Cigar Affair v Public Prosecutor
Jurisdiction | Singapore |
Judge | Woo Bih Li J |
Judgment Date | 01 July 2005 |
Neutral Citation | [2005] SGHC 109 |
Docket Number | Criminal Motion No 3 of 2005 |
Date | 01 July 2005 |
Published date | 04 July 2005 |
Year | 2005 |
Plaintiff Counsel | Kirpal Singh (Kirpal and Associates) |
Citation | [2005] SGHC 109 |
Defendant Counsel | Christina Koh (Deputy Public Prosecutor) |
Court | High Court (Singapore) |
Subject Matter | Whether questions amounting to questions of law of public interest or so exceptional that reference to Court of Appeal justified,Sections 60(1), 60(5) Supreme Court of Judicature Act (Cap 322, 1999 Rev Ed),Criminal references,Application for questions to be reserved for determination of Court of Appeal,Criminal Procedure and Sentencing |
1 July 2005
Woo Bih Li J:
Background
1 This was a motion by the applicant, Cigar Affair, for various questions of law alleged to be of public importance to be reserved for the determination of the Court of Appeal pursuant to s 60 of the Supreme Court of Judicature Act (Cap 322, 1999 Rev Ed) (“SCJA”). The motion arose from my decision in Criminal Motion No 23 of 2004 (“No 23”) in which I dismissed Cigar Affair’s application to quash a search warrant which had been issued and executed against it in respect of suspected offences under s 49 of the Trade Marks Act (Cap 332, 1999 Rev Ed) (“TMA”).
2 The detailed facts and my reasons for No 23 are set out in my grounds of decision for that case. Briefly, Cigar Affair was in the business of dealing in cigars and other tobacco products. As a result of certain emails sent by Cigar Affair to others, the suspicions of The Pacific Cigar Company (Singapore) Pte Ltd (“PCC Singapore”) were aroused as regards the infringement of two trade marks with the name “COHIBA” which belonged to Corporacion Habanos SA (“Habanos”). PCC Singapore was acting under a power of attorney from Habanos and had engaged private investigators to make a trap purchase from a shop operated by Cigar Affair. Consequently, a complaint was filed which led to the issue and execution of a search warrant authorising the seizure of any Cohiba cigars, any item or document bearing either of the trade marks and any document which referred to the trade marks and which was evidence that an offence under s 49 had been committed. Consequently, Cigar Affair applied to quash the search warrant and, as I have mentioned, I dismissed the application.
Questions posed by Cigar Affair
3 The questions for determination as framed by Mr Kirpal Singh, counsel for Cigar Affair, were as follows:
Question 1
Whether the form and procedure for bringing a matter of the Subordinate Courts for review to the High Court in the exercise of powers under Sections 266, 267 and 268 of the Criminal Procedure Code should be by way of a Criminal Petition to the High Court or by way of a Criminal Motion to the High Court?
Question 2
Whether it was necessary to aver to or refer to within a Complaint filed in the Subordinate Court pursuant to Section 53A of the Trade Marks Act [Cap. 332] (hereafter “TMA”) the mental element under Section 49 of the TMA prior to the issuance to a Search Warrant from the Subordinate Courts as is the case under Complaints filed under Section 136 of the Copyright Act [Cap 63]?

| WHAT THE EXERCISE ASKS |
Please continue the Cigar Affair judgment from where it stops, starting after Question 2.

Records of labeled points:
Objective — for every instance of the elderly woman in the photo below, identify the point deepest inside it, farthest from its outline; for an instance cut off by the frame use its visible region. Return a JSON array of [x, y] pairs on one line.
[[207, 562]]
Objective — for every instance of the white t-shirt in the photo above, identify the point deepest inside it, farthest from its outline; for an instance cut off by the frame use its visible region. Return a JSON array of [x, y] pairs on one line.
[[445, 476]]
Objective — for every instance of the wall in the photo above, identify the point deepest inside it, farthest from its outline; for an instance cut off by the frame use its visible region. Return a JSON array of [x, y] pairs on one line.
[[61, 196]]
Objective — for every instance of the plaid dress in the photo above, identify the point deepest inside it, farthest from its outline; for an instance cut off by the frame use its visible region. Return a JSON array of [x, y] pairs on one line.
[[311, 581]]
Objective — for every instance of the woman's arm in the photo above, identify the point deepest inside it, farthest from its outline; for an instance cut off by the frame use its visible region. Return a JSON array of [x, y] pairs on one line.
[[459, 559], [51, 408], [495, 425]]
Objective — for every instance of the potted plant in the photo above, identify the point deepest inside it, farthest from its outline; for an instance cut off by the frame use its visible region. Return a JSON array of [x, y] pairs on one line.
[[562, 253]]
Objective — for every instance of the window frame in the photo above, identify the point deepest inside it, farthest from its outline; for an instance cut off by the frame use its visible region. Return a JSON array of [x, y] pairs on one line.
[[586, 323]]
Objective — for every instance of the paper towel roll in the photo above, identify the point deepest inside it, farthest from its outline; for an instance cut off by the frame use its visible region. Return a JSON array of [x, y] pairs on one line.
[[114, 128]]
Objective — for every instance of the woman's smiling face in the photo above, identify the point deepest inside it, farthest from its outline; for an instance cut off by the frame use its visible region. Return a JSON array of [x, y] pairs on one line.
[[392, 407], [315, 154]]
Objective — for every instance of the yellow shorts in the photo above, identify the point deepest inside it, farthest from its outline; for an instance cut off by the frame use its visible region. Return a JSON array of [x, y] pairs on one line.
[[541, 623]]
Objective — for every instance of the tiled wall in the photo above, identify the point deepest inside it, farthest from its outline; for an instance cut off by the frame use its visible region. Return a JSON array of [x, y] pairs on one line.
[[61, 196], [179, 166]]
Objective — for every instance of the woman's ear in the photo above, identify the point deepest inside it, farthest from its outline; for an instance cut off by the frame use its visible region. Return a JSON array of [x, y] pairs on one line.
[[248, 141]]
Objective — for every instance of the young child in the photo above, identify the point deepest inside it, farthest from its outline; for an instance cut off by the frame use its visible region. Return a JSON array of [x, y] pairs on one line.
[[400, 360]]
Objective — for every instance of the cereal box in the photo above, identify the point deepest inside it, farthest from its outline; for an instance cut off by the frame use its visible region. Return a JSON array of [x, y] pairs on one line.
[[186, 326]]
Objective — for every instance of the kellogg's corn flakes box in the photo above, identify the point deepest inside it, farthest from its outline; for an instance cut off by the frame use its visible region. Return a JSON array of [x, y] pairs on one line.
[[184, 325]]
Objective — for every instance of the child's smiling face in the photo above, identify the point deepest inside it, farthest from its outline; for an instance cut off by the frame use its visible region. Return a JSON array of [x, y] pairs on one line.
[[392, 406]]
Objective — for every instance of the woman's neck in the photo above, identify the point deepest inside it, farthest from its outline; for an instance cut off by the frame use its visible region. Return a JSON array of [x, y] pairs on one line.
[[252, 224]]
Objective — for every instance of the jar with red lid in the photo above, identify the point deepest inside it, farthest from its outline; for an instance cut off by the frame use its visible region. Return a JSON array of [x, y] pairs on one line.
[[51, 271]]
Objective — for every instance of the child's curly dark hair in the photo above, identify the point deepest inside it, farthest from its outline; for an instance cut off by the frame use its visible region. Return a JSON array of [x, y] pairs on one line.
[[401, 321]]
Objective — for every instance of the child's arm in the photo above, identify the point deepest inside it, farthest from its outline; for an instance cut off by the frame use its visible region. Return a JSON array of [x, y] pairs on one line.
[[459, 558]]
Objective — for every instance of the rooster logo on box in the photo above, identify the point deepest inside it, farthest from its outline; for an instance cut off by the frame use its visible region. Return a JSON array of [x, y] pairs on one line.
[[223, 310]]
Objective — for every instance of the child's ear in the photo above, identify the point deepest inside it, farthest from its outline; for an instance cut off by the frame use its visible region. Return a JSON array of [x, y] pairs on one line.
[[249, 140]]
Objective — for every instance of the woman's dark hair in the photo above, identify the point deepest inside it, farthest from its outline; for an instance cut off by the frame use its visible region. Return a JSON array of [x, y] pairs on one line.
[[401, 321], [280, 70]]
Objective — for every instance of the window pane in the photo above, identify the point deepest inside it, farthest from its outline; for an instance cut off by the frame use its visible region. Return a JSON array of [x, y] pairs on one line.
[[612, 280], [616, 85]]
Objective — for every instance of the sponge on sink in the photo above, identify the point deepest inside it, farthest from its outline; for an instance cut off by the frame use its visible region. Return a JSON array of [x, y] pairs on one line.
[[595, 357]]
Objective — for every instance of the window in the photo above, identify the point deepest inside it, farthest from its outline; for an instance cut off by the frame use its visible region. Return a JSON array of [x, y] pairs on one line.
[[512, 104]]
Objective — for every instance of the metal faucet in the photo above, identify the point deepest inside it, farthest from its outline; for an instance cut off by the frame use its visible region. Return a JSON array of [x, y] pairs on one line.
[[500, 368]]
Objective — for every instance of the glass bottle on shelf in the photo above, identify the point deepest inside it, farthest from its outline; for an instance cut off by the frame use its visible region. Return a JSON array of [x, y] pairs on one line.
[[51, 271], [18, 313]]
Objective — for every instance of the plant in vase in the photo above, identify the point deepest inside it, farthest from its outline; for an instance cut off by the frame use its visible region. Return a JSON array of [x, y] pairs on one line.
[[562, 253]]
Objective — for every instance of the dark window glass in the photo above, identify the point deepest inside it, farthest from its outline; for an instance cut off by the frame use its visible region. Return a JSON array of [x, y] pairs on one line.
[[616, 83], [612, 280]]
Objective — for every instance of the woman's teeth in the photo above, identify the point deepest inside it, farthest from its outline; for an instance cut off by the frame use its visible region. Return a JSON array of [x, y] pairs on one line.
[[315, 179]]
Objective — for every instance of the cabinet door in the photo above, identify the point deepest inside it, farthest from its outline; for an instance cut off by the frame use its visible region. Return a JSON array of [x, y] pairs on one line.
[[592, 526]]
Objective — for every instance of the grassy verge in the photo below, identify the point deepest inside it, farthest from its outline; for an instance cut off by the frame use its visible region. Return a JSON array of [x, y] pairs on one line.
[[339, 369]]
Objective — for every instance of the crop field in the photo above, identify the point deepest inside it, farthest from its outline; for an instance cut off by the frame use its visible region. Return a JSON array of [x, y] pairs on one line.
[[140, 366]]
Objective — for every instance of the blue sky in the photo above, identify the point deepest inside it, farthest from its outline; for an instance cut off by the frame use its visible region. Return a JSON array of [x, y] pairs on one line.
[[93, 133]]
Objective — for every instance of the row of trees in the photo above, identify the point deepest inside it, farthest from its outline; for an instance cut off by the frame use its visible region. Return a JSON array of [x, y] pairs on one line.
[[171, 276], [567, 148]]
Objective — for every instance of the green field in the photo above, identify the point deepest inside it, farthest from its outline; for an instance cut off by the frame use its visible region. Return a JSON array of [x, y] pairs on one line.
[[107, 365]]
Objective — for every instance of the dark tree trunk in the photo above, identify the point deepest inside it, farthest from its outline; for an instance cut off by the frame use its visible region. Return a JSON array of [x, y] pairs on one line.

| FINAL RESULT |
Question 3
Whether the scope of a Search Warrant issued from the Subordinate Courts pursuant to a Complaint filed in the Subordinate Court under Section 53A of the TMA should be confined or restricted to only the goods as set out and complained of as part of the “information given” under Section 53A(3)(a) of the TMA in the Complaint or also to goods upon which no information had been given?
Question 4
Whether the scope of a Search Warrant issued from the Subordinate Courts pursuant to a Complaint filed in the Subordinate Court under Section 53A of the TMA should be confined or restricted to only the document(s) or class of documents as set out and complained of as part of the “information given” under Section 53A(3)(c) of the TMA in the Complaint or to any document(s) regardless of whether information as to the documents had been tendered to Court within the Complaint?
Question 5
Whether there is any mechanism or procedure in determining the scope and/or relevancy of the documents being seized within the scope of a Search Warrant issued from the Subordinate Courts pursuant to a Complaint filed in the Subordinate Court under Section 53A(3)(c) of the TMA so as to prevent abuse and/or wrongful disclosure of confidential and/or sensitive information which is irrelevant to the subject matter of the Complaint and/or Search Warrants?
Question 6
Whether costs should be ordered against a respondent party who seeks to review the decision of the Subordinate Courts in exercise of its criminal jurisdiction pursuant to powers under Sections 266, 267 and 268 of the Criminal Procedure Code?
The court’s decision and reasons
4 The relevant parts of s 60 SCJA are ss 60(1) and 60(5) which state:
60.—(1) When a criminal matter has been determined by the High Court in the exercise of its appellate or revisionary jurisdiction, the Judge may on the application of any party, and shall on the application of the Public Prosecutor, reserve for the decision of the Court of Appeal any question of law of public interest which has arisen in the matter and the determination of which by the Judge has affected the case.
(5) For the purposes of this section, any question of law which the Public Prosecutor applies to be reserved or regarding which there is a conflict of judicial authority shall be deemed to be a question of public interest.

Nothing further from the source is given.